— Begin —

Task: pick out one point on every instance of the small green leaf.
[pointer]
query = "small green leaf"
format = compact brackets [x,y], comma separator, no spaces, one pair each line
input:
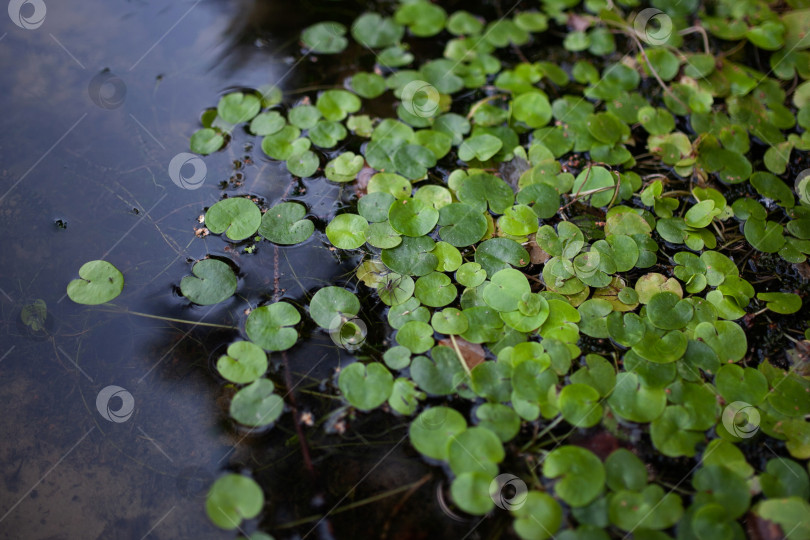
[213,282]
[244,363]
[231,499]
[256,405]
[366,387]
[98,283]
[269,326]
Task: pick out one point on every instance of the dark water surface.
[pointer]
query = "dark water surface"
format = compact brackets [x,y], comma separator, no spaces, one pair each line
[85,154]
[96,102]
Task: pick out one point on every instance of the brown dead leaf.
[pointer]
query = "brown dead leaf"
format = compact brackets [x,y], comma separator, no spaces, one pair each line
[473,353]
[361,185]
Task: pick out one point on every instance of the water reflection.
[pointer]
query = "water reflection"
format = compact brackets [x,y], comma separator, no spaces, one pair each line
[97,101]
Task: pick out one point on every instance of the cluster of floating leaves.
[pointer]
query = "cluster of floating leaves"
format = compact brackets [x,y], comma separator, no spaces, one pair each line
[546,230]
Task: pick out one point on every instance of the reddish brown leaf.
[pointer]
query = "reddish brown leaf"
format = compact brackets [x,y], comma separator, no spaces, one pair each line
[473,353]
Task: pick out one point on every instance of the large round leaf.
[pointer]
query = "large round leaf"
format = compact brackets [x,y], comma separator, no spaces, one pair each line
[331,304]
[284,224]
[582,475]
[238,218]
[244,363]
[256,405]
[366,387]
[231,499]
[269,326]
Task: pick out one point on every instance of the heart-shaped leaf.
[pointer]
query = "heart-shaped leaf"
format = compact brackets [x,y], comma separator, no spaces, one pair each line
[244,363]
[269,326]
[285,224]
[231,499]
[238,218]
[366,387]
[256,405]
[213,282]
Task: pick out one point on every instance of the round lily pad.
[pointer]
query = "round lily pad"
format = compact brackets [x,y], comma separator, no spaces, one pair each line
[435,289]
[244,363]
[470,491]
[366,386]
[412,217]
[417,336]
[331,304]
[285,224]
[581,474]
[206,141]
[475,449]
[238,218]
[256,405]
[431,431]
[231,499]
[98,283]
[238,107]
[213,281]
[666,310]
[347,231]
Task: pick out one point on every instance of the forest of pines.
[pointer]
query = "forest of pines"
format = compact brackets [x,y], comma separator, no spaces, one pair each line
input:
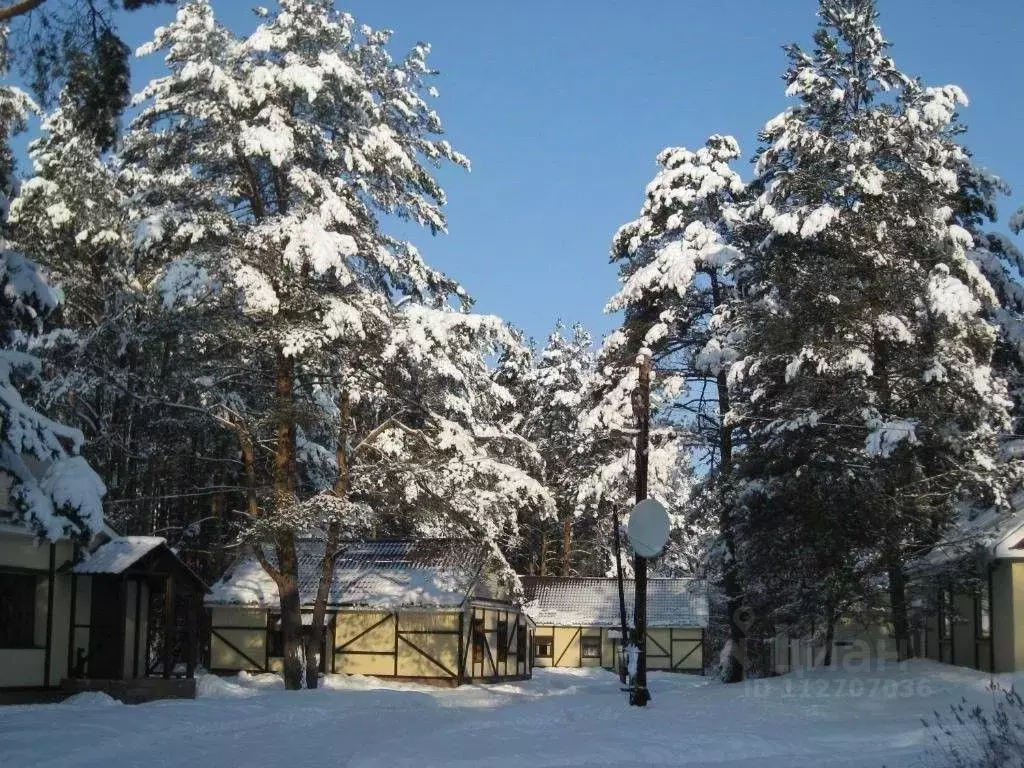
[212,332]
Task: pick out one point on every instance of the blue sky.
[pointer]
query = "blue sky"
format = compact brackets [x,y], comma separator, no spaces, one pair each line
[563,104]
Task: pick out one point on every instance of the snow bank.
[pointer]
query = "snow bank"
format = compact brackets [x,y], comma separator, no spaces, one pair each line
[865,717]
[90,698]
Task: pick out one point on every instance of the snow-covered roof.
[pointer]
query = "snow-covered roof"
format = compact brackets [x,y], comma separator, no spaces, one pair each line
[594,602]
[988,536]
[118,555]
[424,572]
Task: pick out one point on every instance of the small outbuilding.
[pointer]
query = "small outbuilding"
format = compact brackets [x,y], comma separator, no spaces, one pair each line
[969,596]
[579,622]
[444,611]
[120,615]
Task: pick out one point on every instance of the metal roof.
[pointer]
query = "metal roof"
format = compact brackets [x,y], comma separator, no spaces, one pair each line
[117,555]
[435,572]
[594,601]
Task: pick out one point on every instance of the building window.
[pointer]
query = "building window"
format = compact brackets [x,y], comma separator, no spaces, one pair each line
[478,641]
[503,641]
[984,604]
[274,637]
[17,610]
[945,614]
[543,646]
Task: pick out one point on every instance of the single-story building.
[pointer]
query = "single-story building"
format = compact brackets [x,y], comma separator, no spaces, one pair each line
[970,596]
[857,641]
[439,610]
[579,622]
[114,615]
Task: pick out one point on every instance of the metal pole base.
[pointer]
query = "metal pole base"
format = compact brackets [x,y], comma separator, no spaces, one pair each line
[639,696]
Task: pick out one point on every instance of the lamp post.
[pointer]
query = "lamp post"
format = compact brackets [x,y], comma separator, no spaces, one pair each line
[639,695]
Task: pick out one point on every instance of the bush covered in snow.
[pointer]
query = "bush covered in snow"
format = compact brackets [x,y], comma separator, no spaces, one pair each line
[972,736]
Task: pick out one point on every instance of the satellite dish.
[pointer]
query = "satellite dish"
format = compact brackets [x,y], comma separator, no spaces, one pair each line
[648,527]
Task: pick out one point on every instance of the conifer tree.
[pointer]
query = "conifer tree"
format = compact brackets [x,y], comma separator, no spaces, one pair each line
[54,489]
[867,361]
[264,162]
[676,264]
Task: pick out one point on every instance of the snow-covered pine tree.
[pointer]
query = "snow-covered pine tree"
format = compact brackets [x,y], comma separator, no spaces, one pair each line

— End —

**What you are asked to do**
Can you return, unchanged, the part of the items above that opens with the line containing "Task: pick out one point on every instance of the building" and runs through the final line of the items?

**Task answer**
Task: pick out one point on every instance of the building window.
[pointer]
query = "building window"
format = compact brackets [x,y], comma separator, no spaces, one pair each line
[478,641]
[503,641]
[984,604]
[274,637]
[17,610]
[945,614]
[543,646]
Task: pick out one point on every instance of the single-story building.
[pointer]
query = "single-story building"
format = compact brackets [x,y], comma separator, no spaces, one pair each line
[970,596]
[857,641]
[439,610]
[579,622]
[114,615]
Task: pick out one point on every instance of the metal pole base.
[pointer]
query = "metal pole base"
format = compact brackets [x,y], comma separator, no spaces, one pair each line
[639,696]
Task: pick out one point on every instance of the lamp post.
[pointer]
query = "lamp post"
format = compact brackets [x,y], comma separator, no spaces, one pair each line
[639,695]
Task: pick out one point on every instance of the bush covered in snow.
[pointer]
query = "bush covered in snow"
format = compact brackets [x,y], comma separator, no spaces, one pair each line
[972,736]
Task: pick out one point on every instance of the satellite dish.
[pointer]
query = "satellite dish"
format = compact brackets [x,y], comma separator, no spaces, one pair each line
[648,527]
Task: pick out one point on every instance of the conifer tree.
[pointer]
query = "conifer tree"
format = compact brackets [x,y], comma separator, no spaces, one pair each line
[54,489]
[867,361]
[264,162]
[676,264]
Task: pick out one point on every instance of the snow-covered pine tree.
[pointer]
query = "snow-covered pine tree"
format = compact brackets [x,y], comma separator, no spaces, one pair each line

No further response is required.